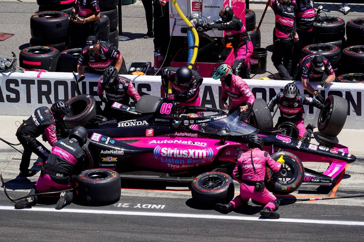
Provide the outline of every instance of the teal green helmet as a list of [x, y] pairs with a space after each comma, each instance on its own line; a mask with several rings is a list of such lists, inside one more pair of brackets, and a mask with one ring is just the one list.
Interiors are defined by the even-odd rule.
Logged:
[[223, 64], [219, 66], [212, 75], [212, 78], [215, 80], [219, 79], [221, 77], [226, 77], [228, 75], [231, 75], [233, 73], [233, 70], [231, 66], [226, 64]]

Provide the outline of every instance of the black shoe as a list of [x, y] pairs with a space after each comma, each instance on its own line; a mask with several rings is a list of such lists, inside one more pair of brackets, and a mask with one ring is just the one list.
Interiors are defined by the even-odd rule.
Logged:
[[217, 203], [215, 205], [215, 210], [220, 213], [229, 213], [232, 211], [234, 208], [232, 204], [229, 203], [228, 204], [223, 204], [221, 203]]
[[20, 209], [25, 207], [35, 205], [35, 197], [34, 196], [28, 197], [27, 198], [18, 201], [14, 205], [16, 209]]
[[33, 176], [37, 173], [37, 171], [35, 170], [28, 170], [27, 171], [21, 171], [19, 172], [19, 176], [21, 177], [28, 177]]
[[154, 38], [154, 36], [153, 35], [153, 31], [148, 31], [144, 36], [143, 37], [145, 39], [147, 39], [148, 38]]
[[278, 219], [280, 217], [278, 213], [272, 212], [270, 209], [264, 209], [260, 211], [260, 216], [263, 218], [268, 218], [272, 219]]

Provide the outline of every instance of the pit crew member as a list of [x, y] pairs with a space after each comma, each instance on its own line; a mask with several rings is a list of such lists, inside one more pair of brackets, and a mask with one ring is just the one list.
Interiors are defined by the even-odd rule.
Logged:
[[244, 80], [233, 74], [230, 66], [223, 64], [219, 66], [212, 78], [215, 80], [220, 79], [222, 87], [221, 102], [224, 110], [228, 108], [226, 101], [229, 97], [231, 99], [229, 113], [232, 114], [237, 108], [240, 108], [240, 120], [248, 122], [252, 113], [255, 97]]
[[215, 210], [225, 213], [246, 204], [249, 198], [266, 204], [260, 211], [262, 217], [272, 219], [279, 218], [279, 214], [273, 212], [278, 209], [280, 200], [264, 186], [264, 176], [268, 165], [274, 172], [281, 169], [284, 160], [276, 162], [267, 151], [261, 150], [264, 144], [263, 139], [258, 135], [252, 135], [248, 145], [249, 151], [240, 155], [235, 168], [233, 171], [234, 179], [240, 183], [240, 194], [228, 204], [217, 204]]
[[[46, 192], [50, 189], [62, 191], [72, 188], [71, 176], [74, 167], [82, 162], [85, 153], [81, 148], [87, 139], [87, 132], [83, 127], [74, 128], [68, 139], [60, 140], [52, 148], [48, 160], [42, 168], [40, 176], [35, 183], [35, 188], [28, 195]], [[72, 192], [63, 192], [56, 205], [56, 209], [61, 209], [71, 204], [73, 199]], [[32, 196], [18, 201], [14, 205], [17, 209], [34, 205], [38, 196]]]

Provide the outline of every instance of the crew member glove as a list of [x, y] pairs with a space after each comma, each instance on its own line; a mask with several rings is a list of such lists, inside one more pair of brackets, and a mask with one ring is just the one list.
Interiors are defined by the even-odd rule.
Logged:
[[326, 88], [327, 87], [327, 85], [329, 84], [329, 83], [326, 80], [323, 81], [321, 82], [320, 84], [321, 85], [321, 87], [323, 87], [324, 88]]
[[316, 98], [316, 99], [318, 100], [318, 102], [323, 103], [325, 102], [325, 99], [324, 98], [324, 97], [322, 96], [321, 94], [319, 93], [318, 92], [315, 91], [313, 95], [315, 95], [315, 97]]

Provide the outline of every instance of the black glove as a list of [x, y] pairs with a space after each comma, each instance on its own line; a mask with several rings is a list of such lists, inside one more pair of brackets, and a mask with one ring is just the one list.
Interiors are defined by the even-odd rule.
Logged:
[[324, 102], [325, 102], [325, 99], [324, 98], [324, 97], [323, 97], [322, 95], [319, 93], [317, 91], [315, 92], [314, 95], [315, 95], [315, 97], [316, 98], [316, 99], [317, 99], [318, 102], [320, 102], [323, 103]]
[[329, 84], [329, 83], [327, 81], [324, 80], [321, 82], [321, 83], [320, 84], [321, 85], [321, 87], [326, 88], [327, 87], [327, 85]]
[[104, 97], [103, 95], [99, 95], [99, 97], [100, 98], [100, 99], [101, 100], [101, 102], [103, 103], [106, 103], [106, 101], [107, 101], [107, 99], [106, 99], [106, 98]]

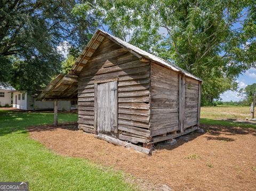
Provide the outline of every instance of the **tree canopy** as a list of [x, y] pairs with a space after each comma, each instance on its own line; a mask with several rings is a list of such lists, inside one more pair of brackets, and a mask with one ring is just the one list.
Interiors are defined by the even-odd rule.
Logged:
[[31, 93], [47, 85], [61, 70], [58, 46], [81, 49], [97, 27], [95, 15], [71, 12], [85, 2], [0, 1], [0, 81]]
[[203, 103], [255, 67], [254, 1], [98, 0], [73, 11], [89, 10], [115, 36], [202, 78]]

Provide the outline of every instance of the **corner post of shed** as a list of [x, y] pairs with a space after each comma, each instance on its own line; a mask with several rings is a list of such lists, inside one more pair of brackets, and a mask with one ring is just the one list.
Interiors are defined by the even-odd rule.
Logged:
[[184, 131], [184, 110], [185, 107], [185, 74], [180, 73], [179, 76], [179, 124], [181, 132]]
[[58, 126], [58, 99], [54, 100], [54, 126]]
[[197, 127], [199, 127], [200, 121], [200, 112], [201, 108], [201, 92], [202, 92], [202, 81], [198, 82], [198, 105], [197, 106]]

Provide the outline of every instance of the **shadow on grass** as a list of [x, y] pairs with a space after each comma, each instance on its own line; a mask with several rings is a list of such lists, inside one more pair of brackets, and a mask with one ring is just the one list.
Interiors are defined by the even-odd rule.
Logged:
[[233, 119], [218, 120], [211, 119], [201, 118], [200, 119], [200, 123], [226, 127], [238, 127], [244, 128], [253, 128], [256, 129], [256, 123], [249, 121], [237, 122], [235, 121], [235, 119]]
[[[0, 110], [0, 136], [13, 133], [25, 134], [29, 127], [50, 124], [52, 126], [53, 119], [53, 113], [49, 111]], [[75, 123], [77, 121], [77, 113], [60, 112], [58, 119], [60, 124], [70, 122]]]
[[58, 127], [54, 127], [52, 124], [45, 124], [42, 126], [35, 126], [29, 127], [27, 128], [29, 132], [40, 132], [44, 131], [53, 131], [56, 128], [61, 128], [64, 129], [70, 130], [72, 131], [78, 130], [77, 127], [78, 124], [77, 122], [68, 122], [59, 123]]

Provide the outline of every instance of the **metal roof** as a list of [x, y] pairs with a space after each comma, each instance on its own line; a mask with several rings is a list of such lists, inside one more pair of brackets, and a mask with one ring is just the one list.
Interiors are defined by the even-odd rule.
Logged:
[[11, 86], [8, 84], [4, 84], [4, 85], [0, 85], [0, 89], [11, 90], [11, 91], [15, 91], [16, 90], [12, 86]]

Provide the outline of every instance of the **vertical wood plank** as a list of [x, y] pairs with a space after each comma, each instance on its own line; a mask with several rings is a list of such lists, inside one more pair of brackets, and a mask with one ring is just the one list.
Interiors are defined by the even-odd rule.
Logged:
[[54, 100], [54, 126], [58, 126], [58, 100]]
[[117, 133], [117, 81], [109, 83], [111, 131]]
[[184, 110], [185, 105], [185, 77], [182, 73], [179, 76], [179, 123], [181, 132], [184, 131]]
[[199, 127], [200, 121], [200, 112], [201, 108], [201, 88], [202, 82], [198, 81], [198, 106], [197, 108], [197, 126]]
[[97, 124], [97, 94], [98, 94], [98, 91], [97, 91], [97, 83], [94, 84], [94, 129], [96, 132], [98, 132], [98, 124]]

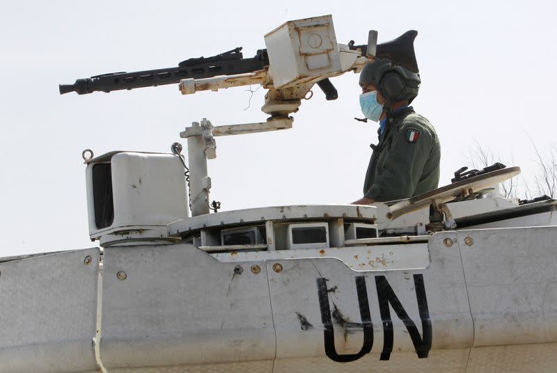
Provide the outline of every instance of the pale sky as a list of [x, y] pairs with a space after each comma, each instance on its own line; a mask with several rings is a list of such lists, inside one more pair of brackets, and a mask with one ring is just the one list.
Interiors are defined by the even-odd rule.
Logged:
[[[210, 4], [210, 5], [209, 5]], [[531, 183], [532, 143], [556, 145], [554, 1], [36, 1], [0, 14], [0, 256], [83, 248], [88, 239], [85, 166], [125, 150], [168, 152], [203, 118], [214, 125], [264, 121], [265, 91], [248, 106], [240, 87], [182, 96], [176, 86], [61, 96], [59, 84], [118, 71], [169, 68], [243, 47], [286, 21], [331, 14], [338, 42], [379, 42], [418, 31], [422, 86], [415, 110], [441, 142], [440, 185], [471, 166], [478, 143]], [[377, 125], [361, 116], [358, 75], [332, 79], [336, 101], [315, 89], [281, 132], [218, 138], [211, 199], [223, 209], [347, 203], [362, 196]], [[256, 87], [252, 87], [255, 89]], [[186, 142], [182, 141], [185, 145]], [[511, 159], [514, 162], [511, 161]]]

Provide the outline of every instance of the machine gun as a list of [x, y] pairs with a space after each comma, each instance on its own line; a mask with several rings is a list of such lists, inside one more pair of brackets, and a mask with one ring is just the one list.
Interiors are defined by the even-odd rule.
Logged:
[[61, 94], [84, 95], [180, 84], [182, 93], [187, 95], [261, 84], [269, 90], [262, 111], [271, 116], [267, 122], [279, 119], [276, 129], [282, 129], [285, 121], [292, 121], [288, 114], [297, 111], [300, 100], [314, 84], [327, 100], [336, 100], [338, 94], [329, 78], [347, 71], [359, 72], [373, 57], [377, 35], [370, 31], [367, 45], [355, 45], [353, 40], [342, 45], [336, 42], [330, 15], [290, 21], [267, 33], [267, 48], [251, 58], [244, 58], [242, 48], [237, 47], [211, 57], [189, 58], [175, 68], [80, 79], [73, 84], [61, 84], [59, 90]]
[[152, 87], [180, 83], [183, 79], [203, 79], [217, 75], [234, 75], [251, 72], [269, 65], [267, 50], [257, 51], [255, 57], [244, 58], [242, 47], [212, 57], [189, 58], [176, 68], [167, 68], [134, 72], [110, 72], [80, 79], [73, 84], [60, 84], [60, 94], [75, 92], [85, 95], [93, 92], [109, 93], [122, 89]]
[[[363, 51], [367, 45], [349, 45], [353, 50]], [[269, 56], [267, 49], [258, 49], [256, 56], [244, 58], [238, 47], [228, 51], [211, 57], [189, 58], [178, 63], [178, 67], [166, 68], [134, 72], [109, 72], [91, 78], [79, 79], [73, 84], [60, 84], [60, 94], [75, 92], [86, 95], [93, 92], [105, 92], [123, 89], [132, 90], [143, 87], [156, 87], [165, 84], [175, 84], [182, 79], [191, 78], [200, 79], [219, 75], [237, 75], [253, 72], [269, 68]], [[327, 100], [336, 100], [338, 93], [328, 78], [317, 82], [325, 94]]]

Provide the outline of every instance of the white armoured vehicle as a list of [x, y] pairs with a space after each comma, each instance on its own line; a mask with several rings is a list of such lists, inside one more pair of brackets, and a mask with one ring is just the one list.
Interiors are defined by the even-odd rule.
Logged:
[[1, 260], [0, 372], [556, 372], [557, 205], [485, 191], [518, 168], [370, 206], [210, 205], [215, 138], [290, 127], [314, 84], [334, 98], [327, 78], [384, 50], [376, 36], [339, 44], [317, 17], [271, 31], [253, 58], [235, 49], [61, 86], [256, 83], [271, 117], [194, 122], [187, 157], [178, 143], [84, 152], [100, 248]]

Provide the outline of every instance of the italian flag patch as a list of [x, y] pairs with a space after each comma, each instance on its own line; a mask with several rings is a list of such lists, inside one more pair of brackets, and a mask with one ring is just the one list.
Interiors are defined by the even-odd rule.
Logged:
[[408, 142], [411, 143], [418, 141], [420, 137], [420, 132], [415, 128], [409, 128], [406, 130], [406, 139]]

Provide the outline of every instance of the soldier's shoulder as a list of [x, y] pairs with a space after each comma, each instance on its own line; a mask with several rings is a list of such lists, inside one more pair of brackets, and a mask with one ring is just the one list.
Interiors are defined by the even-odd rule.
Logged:
[[414, 129], [423, 135], [432, 138], [437, 136], [435, 129], [430, 121], [425, 117], [416, 113], [411, 113], [406, 116], [401, 124], [401, 131], [407, 132], [409, 129]]

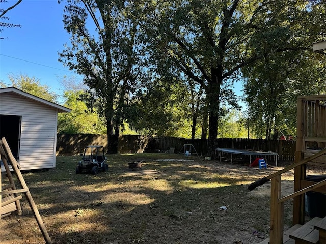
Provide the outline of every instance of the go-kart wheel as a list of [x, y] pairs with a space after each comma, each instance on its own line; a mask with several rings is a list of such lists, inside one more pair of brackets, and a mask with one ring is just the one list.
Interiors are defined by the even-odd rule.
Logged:
[[98, 173], [98, 167], [97, 166], [93, 166], [93, 168], [92, 168], [91, 172], [92, 174], [97, 174]]
[[103, 166], [103, 169], [105, 172], [108, 170], [108, 165], [107, 164], [104, 164], [104, 165]]

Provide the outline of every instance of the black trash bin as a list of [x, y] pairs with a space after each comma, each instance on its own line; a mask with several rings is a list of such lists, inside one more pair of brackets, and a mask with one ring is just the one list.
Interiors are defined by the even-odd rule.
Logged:
[[[306, 180], [320, 182], [326, 179], [326, 174], [307, 175]], [[310, 191], [306, 193], [308, 213], [310, 218], [326, 217], [326, 194]]]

_ _ _ _ _

Copy the data above word for word, starting at the line that contains "Provide the outline of every instance of the machine" and stopping after the line that contains "93], [122, 89]]", both lines included.

Provide the outline of every instance of the machine gun as a list of [x, y] pairs with a space after each comma, each instance on its own line; a mask with several rings is a list of such lists, inside one more pair of brackets, and a mask with one ring is just the one list.
Interiors are defined by the even-odd rule.
Logged:
[[61, 94], [84, 95], [180, 84], [182, 93], [187, 95], [261, 84], [269, 90], [262, 111], [271, 116], [267, 122], [279, 119], [276, 129], [282, 129], [285, 121], [292, 121], [288, 114], [297, 111], [300, 100], [314, 84], [327, 100], [336, 100], [338, 94], [329, 78], [347, 71], [359, 72], [373, 57], [377, 35], [370, 31], [367, 45], [355, 45], [353, 40], [342, 45], [336, 42], [330, 15], [290, 21], [267, 33], [267, 48], [251, 58], [244, 58], [242, 48], [237, 47], [211, 57], [189, 58], [175, 68], [80, 79], [73, 84], [61, 84], [59, 90]]
[[152, 87], [180, 83], [183, 79], [203, 79], [217, 75], [234, 75], [251, 72], [269, 65], [267, 50], [257, 51], [255, 57], [244, 58], [242, 47], [212, 57], [189, 58], [176, 68], [167, 68], [134, 72], [110, 72], [80, 79], [73, 84], [60, 84], [60, 94], [75, 92], [85, 95], [93, 92], [109, 93], [122, 89]]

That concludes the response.